[MATERIAL SHOWN Boundary: Start]

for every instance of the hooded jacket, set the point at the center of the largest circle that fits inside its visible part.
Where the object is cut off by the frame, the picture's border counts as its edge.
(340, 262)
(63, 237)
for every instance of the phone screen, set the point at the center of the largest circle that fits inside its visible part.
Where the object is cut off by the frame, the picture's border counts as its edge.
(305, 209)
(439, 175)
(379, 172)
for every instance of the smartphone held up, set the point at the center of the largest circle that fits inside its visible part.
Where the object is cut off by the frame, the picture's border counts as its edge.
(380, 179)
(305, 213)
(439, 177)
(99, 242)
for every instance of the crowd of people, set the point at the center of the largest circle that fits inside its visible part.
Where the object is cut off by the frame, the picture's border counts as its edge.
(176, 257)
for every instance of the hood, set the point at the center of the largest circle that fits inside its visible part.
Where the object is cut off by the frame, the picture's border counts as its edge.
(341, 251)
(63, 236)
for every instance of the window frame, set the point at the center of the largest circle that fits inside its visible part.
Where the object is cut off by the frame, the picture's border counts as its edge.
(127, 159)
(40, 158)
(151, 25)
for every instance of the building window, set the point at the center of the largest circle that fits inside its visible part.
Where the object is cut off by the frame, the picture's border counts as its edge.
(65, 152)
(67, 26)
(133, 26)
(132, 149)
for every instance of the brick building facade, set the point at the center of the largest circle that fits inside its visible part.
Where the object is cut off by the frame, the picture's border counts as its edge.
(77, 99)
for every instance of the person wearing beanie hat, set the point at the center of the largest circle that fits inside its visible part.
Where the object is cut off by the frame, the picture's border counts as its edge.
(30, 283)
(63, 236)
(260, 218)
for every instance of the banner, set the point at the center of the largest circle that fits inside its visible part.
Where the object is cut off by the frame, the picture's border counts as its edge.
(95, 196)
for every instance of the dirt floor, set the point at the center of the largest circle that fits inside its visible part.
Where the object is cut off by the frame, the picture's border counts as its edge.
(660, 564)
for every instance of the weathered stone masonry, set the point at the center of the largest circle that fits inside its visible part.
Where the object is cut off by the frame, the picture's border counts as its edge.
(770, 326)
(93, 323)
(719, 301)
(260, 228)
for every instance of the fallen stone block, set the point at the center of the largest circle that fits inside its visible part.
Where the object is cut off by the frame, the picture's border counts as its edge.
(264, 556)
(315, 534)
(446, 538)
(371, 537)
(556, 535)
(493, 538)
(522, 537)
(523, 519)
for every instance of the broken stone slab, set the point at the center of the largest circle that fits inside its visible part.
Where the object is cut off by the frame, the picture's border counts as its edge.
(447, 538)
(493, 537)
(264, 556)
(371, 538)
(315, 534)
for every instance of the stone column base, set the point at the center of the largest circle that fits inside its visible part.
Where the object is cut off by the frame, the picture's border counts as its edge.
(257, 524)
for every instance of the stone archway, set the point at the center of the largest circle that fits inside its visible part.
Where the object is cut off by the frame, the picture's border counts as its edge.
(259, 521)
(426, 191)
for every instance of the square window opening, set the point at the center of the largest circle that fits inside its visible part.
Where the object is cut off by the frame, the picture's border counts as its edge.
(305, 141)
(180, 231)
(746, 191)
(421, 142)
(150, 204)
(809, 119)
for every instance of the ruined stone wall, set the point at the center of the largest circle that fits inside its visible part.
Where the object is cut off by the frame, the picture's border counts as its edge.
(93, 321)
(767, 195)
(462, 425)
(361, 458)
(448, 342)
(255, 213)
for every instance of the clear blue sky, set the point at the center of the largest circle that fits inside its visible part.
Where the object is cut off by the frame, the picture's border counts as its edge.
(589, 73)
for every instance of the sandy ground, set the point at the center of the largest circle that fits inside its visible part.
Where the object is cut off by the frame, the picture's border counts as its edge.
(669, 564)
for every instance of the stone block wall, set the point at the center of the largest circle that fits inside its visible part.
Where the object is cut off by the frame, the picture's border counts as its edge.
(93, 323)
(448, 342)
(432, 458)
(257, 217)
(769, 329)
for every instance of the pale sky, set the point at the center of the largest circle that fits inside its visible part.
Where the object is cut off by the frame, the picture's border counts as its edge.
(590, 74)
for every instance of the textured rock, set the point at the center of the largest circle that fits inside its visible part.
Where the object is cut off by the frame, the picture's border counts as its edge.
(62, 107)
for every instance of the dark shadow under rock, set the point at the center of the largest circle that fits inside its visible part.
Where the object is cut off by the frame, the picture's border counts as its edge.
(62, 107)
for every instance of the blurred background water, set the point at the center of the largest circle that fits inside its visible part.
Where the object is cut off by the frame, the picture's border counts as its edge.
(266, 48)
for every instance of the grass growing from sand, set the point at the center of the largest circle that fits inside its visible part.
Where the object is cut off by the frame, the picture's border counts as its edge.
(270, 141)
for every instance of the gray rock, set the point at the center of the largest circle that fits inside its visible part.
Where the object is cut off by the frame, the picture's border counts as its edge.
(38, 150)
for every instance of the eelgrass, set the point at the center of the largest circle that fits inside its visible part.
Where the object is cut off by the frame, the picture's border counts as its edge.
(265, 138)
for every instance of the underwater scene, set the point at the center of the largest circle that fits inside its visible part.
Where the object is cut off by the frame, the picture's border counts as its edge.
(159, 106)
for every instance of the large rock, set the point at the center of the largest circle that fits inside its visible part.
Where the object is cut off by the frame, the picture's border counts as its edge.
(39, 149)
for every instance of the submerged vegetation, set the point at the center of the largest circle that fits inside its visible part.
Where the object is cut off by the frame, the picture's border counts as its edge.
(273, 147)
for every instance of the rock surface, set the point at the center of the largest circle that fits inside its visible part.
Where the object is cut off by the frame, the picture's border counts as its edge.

[MATERIAL SHOWN Boundary: End]

• [TASK STATEMENT] What is needed is every line of the records that contains the word "rock".

• [SOLUTION BELOW]
for every instance of the textured rock, set the point at the center of the largest circle that fits inside its visible part.
for every instance of the dark shadow under rock, set the point at the center of the largest circle that fits inside its visible part.
for every instance of the gray rock, set the point at the center of the largest circle that fits inside its visible part.
for every instance of the large rock, set the point at the center of the largest circle that fits inside its visible part.
for every instance of the rock surface, set the point at the center of the largest circle that fits inside its visible part.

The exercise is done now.